Page extract:
-----

Now, imagine not only being able to get around the problems above, but to do so in a way where it is practically not possible to get the code past the compiler without it conforming to your assumptions (unless you subvert the type system, in which case you're defeating its purpose). This is the situation I've become used to in a strongly statically typed language.


// User.scala
  class User(...) {
    def authorised_? = ...
  }

// AuthorisedUser.scala
  sealed abstract class AuthorisedUser(val user:User)

  private class AuthorisedUserImpl(user:User) extends AuthorisedUser(user)

  object AuthorisedUser {
    def authorise(user:User):Option[AuthorisedUser] =
        if (user.authorised_?) Some(new AuthorisedUserImpl(user)) else None
  }

// Admin.scala
  object Admin {
    def resetSystem(user:AuthorisedUser) = {
      ...
      sendAdminEmail(user, "System was reset")
    }
    def sendAdminEmail(user:AuthorisedUser, msg:String) = ...
  }

A quick note about the Scala syntax again:

Scala makes the distinction between objects and classes, where the former declares a singleton and only defines static functions (eg. authorise), and the latter can be instantiated and defines instance methods (eg. authorised_?). Java does not make this distinction; a class can define both static functions and instance methods.

The sealed keyword denotes a class that cannot be extended from outside of the file it is defined in. In this case, as a client, you cannot circumvent the authorisation check by creating another subclass of AuthorisedUser to pass in to the restricted functions.

Some and None are subclasses of the Option type in Scala. In this case, it allows an optional AuthorisedUser to be returned from the authorise function depending on whether or not the underlying user is authorised.

From the above code, it is just not practically possible to write client code that calls the resetSystem and sendAdminEmail functions without first calling the authorise function. If you try, your code won't compile. None of this finding out at test-time/run-time - it can't run, because it won't compile.

Not only that, but the compiler actually removes the need to test authorisation checks for the Admin functions. There are no tests to write that would make sense; either the user is authorised, or the code doesn't compile!

As you can see, in this case the statically typed language allows more assumptions to be made explicit in the code. If I decide to do a one-off hack, the compiler can be used to keep me honest, and I've found that it generally makes me think more about the problem I'm trying to solve. Yes, it can be frustrating trying to get your code to pass the compiler (especially when you think it's right), but more often than not, when it does compile, I am a lot more confident that it is correct in terms of being consistent with my assumptions. The type system can also be seen as the ultimate defensive coding practice. With a type system, discussions like these tend to become moot.

-----

Excerpted records:

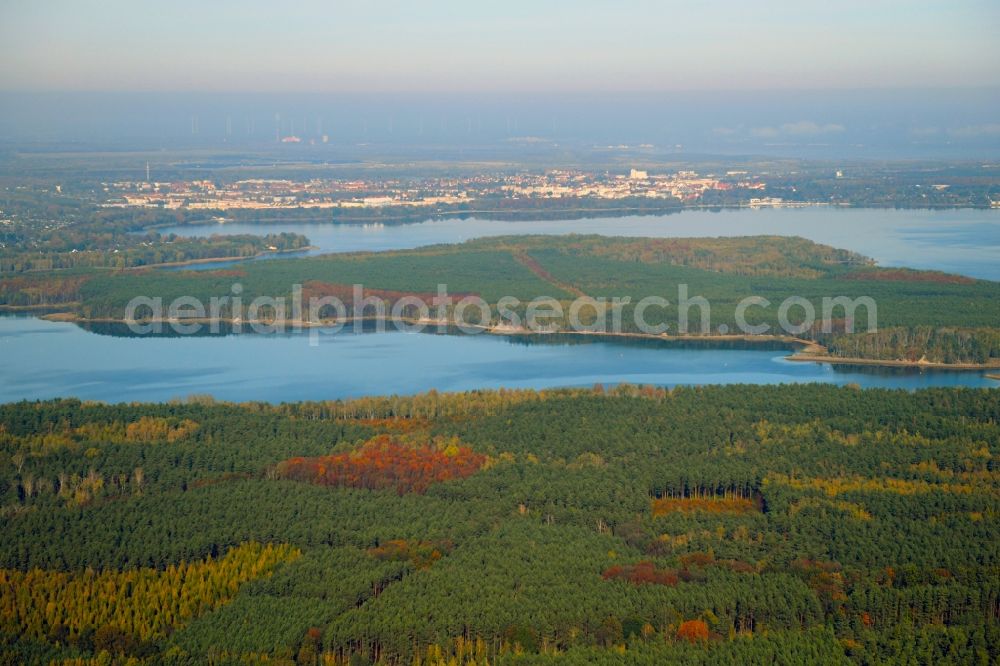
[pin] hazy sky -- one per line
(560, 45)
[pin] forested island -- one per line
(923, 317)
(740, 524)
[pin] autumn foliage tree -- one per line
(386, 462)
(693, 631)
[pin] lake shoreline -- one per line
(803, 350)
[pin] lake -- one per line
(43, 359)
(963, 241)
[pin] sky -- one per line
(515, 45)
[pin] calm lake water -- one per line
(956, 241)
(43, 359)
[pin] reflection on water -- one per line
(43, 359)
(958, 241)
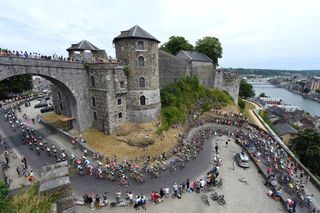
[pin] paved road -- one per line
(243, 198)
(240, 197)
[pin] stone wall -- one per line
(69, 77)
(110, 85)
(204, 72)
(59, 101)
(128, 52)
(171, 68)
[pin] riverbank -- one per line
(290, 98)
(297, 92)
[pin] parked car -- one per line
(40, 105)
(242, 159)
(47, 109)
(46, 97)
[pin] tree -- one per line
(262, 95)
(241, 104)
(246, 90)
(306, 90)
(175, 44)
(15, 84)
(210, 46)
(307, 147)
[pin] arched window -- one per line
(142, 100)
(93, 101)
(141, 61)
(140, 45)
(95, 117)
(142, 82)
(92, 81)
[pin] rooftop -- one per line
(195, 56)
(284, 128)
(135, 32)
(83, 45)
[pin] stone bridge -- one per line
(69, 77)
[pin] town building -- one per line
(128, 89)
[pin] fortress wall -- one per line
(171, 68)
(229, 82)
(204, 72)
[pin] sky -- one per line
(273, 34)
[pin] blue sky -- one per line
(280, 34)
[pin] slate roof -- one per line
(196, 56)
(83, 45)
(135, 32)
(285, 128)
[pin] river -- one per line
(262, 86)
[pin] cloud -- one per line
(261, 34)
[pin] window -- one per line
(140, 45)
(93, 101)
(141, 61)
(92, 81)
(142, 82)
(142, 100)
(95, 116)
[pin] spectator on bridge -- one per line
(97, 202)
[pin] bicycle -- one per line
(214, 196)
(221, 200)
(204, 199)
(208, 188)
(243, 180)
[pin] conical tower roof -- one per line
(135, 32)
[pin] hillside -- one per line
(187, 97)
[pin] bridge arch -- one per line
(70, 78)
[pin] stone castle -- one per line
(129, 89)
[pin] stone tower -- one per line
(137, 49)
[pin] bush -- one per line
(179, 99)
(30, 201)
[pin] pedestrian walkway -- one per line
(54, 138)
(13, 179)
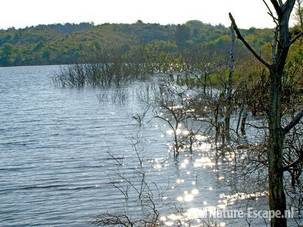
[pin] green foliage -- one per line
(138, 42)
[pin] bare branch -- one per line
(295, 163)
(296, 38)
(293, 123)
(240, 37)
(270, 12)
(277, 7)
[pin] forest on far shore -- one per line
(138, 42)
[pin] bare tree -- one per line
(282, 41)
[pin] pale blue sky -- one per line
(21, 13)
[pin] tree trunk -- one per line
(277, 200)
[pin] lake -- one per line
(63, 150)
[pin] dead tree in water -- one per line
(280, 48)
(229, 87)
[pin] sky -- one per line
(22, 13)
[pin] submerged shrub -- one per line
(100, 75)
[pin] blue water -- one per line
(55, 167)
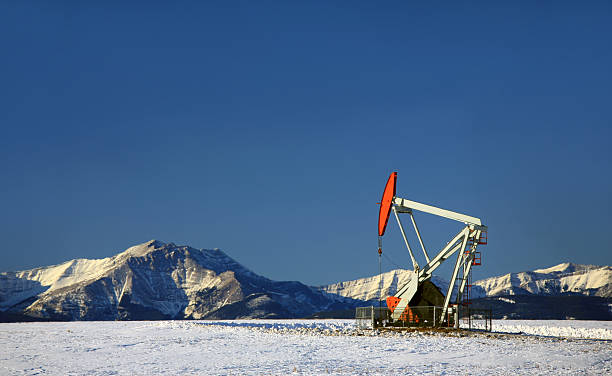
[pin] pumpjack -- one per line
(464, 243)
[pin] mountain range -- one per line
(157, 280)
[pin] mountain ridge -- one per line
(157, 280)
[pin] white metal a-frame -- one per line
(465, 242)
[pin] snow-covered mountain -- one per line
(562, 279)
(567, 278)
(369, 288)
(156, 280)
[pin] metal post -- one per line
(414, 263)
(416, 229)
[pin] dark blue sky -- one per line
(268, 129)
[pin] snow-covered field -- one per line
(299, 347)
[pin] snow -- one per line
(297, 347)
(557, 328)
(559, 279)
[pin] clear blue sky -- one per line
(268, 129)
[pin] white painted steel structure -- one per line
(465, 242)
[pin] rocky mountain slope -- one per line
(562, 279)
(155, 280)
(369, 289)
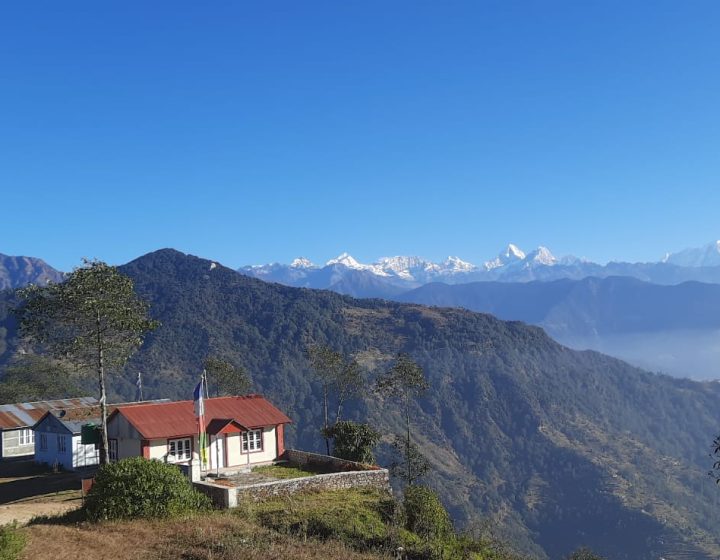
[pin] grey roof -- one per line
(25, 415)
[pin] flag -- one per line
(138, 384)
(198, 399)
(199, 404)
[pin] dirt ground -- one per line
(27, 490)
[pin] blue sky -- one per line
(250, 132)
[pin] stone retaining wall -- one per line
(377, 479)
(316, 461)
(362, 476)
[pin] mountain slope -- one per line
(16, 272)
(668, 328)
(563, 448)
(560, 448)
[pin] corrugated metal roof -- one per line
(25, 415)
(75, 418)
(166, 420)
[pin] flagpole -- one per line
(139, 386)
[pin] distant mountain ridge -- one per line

-----

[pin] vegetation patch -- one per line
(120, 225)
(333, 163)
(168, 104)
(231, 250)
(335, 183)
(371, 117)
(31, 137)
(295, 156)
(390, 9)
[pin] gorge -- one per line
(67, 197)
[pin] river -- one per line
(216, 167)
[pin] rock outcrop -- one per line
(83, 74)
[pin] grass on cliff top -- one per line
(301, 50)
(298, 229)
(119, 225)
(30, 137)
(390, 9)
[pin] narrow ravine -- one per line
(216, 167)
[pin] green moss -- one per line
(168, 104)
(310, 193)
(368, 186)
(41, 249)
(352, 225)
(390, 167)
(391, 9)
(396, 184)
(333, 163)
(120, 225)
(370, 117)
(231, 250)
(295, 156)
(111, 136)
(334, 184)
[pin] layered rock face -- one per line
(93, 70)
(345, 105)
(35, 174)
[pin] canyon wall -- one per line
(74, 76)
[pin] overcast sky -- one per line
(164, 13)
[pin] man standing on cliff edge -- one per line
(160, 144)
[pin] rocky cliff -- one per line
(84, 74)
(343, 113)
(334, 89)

-----

Exercises:
a – Answer these questions from the Scala excerpt:
(i) What does the sealed keyword denote?
(ii) In Scala, what are Some and None subclasses of?
(iii) What can a Java class define, according to the excerpt?
b – Reproduce the passage of the Scala excerpt between "The sealed keyword" and "the restricted functions.", inclusive.
c – List every name that the code in the Scala excerpt defines with def.
The records have no connection to the text.

Answers to the problems:
a –
(i) A class that cannot be extended from outside of the file it is defined in.
(ii) The Option type.
(iii) Both static functions and instance methods.

b –
The sealed keyword denotes a class that cannot be extended from outside of the file it is defined in. In this case, as a client, you cannot circumvent the authorisation check by creating another subclass of AuthorisedUser to pass in to the restricted functions.

c – authorised_?, authorise, resetSystem, sendAdminEmail